SELECTED EXTRACT: Begin

Practice Direction 12 J states that the court must consider domestic abuse allegations as soon as they are made aware of them. Often a response at the application stage is for the respondent to file a C1A of allegations. Therefore, at the first hearing and throughout the safeguarding reporting process, the court can prioritise those allegations and determine if a fact-finding trial will be proportionate and necessary.

The reporting phase is where the child professionals weigh in with their advice. Cafcass is the court social worker and usually prepares the safeguarding letter at the beginning of the process and the section 7 report in the second half of the child arrangements process. (Other brands of social workers are available, such as ISWs or the local authority!). Be aware that a section 7 report is around a fifteen-week process at the moment across England and Wales, so expect that the reporting phase is going to last about twenty weeks before you are back in the court for a dispute resolution appointment to hear the party’s views over the section 7 report and decide if the parties agree with the recommendations or whether the case requires a contested final hearing.

If a guardian becomes involved in your case and if it is deemed necessary for a Part 25 Expert to make a global psychological assessment, for example, this often adds a further six months between the contested stage and before the section 7 report/guardian’s final analysis begins.
Contested means disputed or challenged. Where one or both parties do not agree with recommendations, the court hears evidence tested by cross-examination of the parties and Cafcass. That process is a contested hearing process.

SELECTED EXTRACT: End
SUPPLIED MATERIAL: Begin

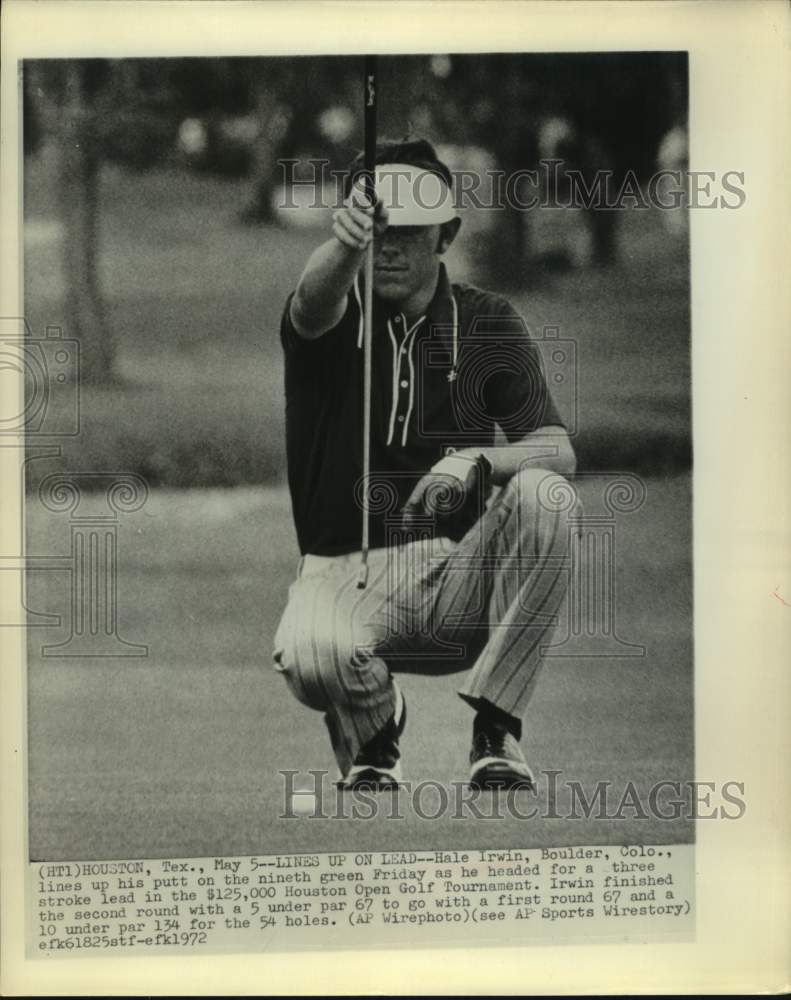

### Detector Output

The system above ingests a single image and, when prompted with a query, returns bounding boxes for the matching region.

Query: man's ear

SUPPLIED MATERIAL: End

▶ **AIM OF THE EXERCISE**:
Please reproduce the passage on the child arrangements court process word for word, from its opening sentence through its last.

▶ **ANSWER BELOW**:
Practice Direction 12 J states that the court must consider domestic abuse allegations as soon as they are made aware of them. Often a response at the application stage is for the respondent to file a C1A of allegations. Therefore, at the first hearing and throughout the safeguarding reporting process, the court can prioritise those allegations and determine if a fact-finding trial will be proportionate and necessary.

The reporting phase is where the child professionals weigh in with their advice. Cafcass is the court social worker and usually prepares the safeguarding letter at the beginning of the process and the section 7 report in the second half of the child arrangements process. (Other brands of social workers are available, such as ISWs or the local authority!). Be aware that a section 7 report is around a fifteen-week process at the moment across England and Wales, so expect that the reporting phase is going to last about twenty weeks before you are back in the court for a dispute resolution appointment to hear the party’s views over the section 7 report and decide if the parties agree with the recommendations or whether the case requires a contested final hearing.

If a guardian becomes involved in your case and if it is deemed necessary for a Part 25 Expert to make a global psychological assessment, for example, this often adds a further six months between the contested stage and before the section 7 report/guardian’s final analysis begins.
Contested means disputed or challenged. Where one or both parties do not agree with recommendations, the court hears evidence tested by cross-examination of the parties and Cafcass. That process is a contested hearing process.